Sure, sure, variant rules are a thing, but I’m more concerned with the base class design.


doctorbadwolf said:


> Not everyone is okay with completely reflavoring a class.



Ok?


doctorbadwolf said:


> The mechanics of a class should be designed to serve the narrative and times of the class. It’s good that warlocks completely break the normal rules of casting because that is basically their story.



I agree!


doctorbadwolf said:


> Making one class essentially harder or more frustrating to play for the express purpose of making its Spellcasting different for no thematic reason, is not something you’ll ever convince me to be okay with.



Well that’s not something I’m trying to convince you to be ok with. Again, I’m not suggesting doing it for no thematic reason. I do think classic Vancian is thematically fitting for D&D wizards. And anything that can be said of classic Vancian being more frustrating to play than neo-Vancian can also be said of prepared casting being more frustrating to play than known casting. And for that matter, can be said of all forms of Vancian being more frustrating to play than AEDU. But anyway, classic Vancian was just an example, I’m not specifically advocating for Wizards to go back to that. What I’m advocating for is different classes to cast spells in meaningfully different ways, as suits their narrative and themes. The 5e warlock is a great example of this, as was the Next playtest sorcerer. The 5e sorcerer less so, and the 1D&D sorcerer _much_ less so if this “flex Vancian” spell preparation style we see in the Expert classes ends up being shared by all 1D&D casters (which I’ll reiterate I’m not yet convinced will be the case).


----------



## doctorbadwolf (Oct 8, 2022)

- _AIM_: Rewrite the forum post on class design starting at "Sure, sure, variant" and ending at "reflavoring a class.", swapping "class" for "role".

- _SUPPLIED INFORMATION_:
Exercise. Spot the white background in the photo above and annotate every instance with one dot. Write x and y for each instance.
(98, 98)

- _REPLY TO THE TASK_:
Sure, sure, variant rules are a thing, but I’m more concerned with the base role design.


doctorbadwolf said:


> Not everyone is okay with completely reflavoring a role.